Prompt: Whenever a line in the data holds the string "light", pull that line out.

(Saved entries)
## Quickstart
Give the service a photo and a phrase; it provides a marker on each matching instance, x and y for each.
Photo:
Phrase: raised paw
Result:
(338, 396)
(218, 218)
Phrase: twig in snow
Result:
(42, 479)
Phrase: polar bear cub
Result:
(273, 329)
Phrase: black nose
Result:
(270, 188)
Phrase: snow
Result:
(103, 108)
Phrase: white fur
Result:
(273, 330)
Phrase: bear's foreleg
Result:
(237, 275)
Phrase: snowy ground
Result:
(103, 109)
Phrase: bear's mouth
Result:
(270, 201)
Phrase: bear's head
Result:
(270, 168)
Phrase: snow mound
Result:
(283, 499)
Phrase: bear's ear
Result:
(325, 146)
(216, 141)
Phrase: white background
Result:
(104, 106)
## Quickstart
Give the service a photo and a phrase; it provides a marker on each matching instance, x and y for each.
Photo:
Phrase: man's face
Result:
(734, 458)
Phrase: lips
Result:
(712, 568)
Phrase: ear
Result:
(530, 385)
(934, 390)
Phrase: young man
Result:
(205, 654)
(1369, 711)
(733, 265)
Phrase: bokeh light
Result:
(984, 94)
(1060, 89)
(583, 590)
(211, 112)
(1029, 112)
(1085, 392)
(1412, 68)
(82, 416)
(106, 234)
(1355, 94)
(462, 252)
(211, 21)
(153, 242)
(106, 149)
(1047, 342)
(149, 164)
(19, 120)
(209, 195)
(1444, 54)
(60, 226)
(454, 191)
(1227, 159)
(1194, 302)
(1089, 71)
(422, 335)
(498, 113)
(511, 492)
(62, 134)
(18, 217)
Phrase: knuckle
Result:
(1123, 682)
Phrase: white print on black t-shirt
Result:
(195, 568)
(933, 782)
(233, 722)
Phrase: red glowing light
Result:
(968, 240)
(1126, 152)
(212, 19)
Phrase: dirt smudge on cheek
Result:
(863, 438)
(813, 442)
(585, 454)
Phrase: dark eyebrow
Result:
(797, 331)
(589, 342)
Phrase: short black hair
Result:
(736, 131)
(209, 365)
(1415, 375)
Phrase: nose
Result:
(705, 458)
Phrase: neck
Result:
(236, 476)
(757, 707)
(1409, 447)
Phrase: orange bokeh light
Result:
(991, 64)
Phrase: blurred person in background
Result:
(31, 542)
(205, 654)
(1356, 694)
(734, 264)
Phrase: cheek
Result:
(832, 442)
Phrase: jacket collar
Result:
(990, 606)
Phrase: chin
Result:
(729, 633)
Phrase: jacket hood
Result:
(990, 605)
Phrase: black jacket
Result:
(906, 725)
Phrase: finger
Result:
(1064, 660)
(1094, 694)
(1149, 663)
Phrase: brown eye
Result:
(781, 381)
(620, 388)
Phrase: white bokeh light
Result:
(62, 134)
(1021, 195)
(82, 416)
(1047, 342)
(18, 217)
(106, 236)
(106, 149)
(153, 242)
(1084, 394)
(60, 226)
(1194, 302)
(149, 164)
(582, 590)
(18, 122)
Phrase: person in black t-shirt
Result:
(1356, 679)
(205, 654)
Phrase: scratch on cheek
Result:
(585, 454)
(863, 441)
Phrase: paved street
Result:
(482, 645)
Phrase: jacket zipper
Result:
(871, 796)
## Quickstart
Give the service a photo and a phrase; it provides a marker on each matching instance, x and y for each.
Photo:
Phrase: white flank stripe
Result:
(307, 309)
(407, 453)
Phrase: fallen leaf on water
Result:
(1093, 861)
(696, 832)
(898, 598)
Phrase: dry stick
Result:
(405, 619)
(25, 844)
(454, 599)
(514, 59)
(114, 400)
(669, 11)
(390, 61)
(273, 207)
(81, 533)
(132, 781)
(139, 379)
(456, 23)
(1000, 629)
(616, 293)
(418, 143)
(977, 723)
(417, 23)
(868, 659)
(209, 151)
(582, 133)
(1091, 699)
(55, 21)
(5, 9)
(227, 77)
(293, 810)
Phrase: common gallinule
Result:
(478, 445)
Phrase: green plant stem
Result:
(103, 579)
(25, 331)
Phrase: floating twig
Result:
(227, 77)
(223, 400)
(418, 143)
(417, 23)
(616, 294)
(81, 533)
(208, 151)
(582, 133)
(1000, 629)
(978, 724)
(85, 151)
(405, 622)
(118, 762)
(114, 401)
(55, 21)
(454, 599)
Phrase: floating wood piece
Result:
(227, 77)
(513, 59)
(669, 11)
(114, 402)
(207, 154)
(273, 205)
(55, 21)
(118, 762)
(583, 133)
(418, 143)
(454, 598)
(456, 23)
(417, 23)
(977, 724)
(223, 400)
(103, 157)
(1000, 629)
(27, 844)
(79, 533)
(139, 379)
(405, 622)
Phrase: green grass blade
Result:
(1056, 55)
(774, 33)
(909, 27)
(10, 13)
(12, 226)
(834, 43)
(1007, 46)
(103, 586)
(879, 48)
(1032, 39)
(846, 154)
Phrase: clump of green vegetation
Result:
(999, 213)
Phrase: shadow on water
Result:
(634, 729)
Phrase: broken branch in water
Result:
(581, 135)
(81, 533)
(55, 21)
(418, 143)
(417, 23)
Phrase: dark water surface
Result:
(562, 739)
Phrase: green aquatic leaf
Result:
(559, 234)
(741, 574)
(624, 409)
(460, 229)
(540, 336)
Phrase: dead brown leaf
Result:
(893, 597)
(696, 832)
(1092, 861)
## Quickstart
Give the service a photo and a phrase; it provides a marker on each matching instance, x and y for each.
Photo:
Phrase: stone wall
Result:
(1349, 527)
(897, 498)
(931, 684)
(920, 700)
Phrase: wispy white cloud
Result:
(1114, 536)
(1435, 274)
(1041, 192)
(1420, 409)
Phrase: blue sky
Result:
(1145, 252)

Answer space:
Phrase: bokeh light
Phrase: red glowing light
Phrase: orange bokeh light
Phrase: white bokeh light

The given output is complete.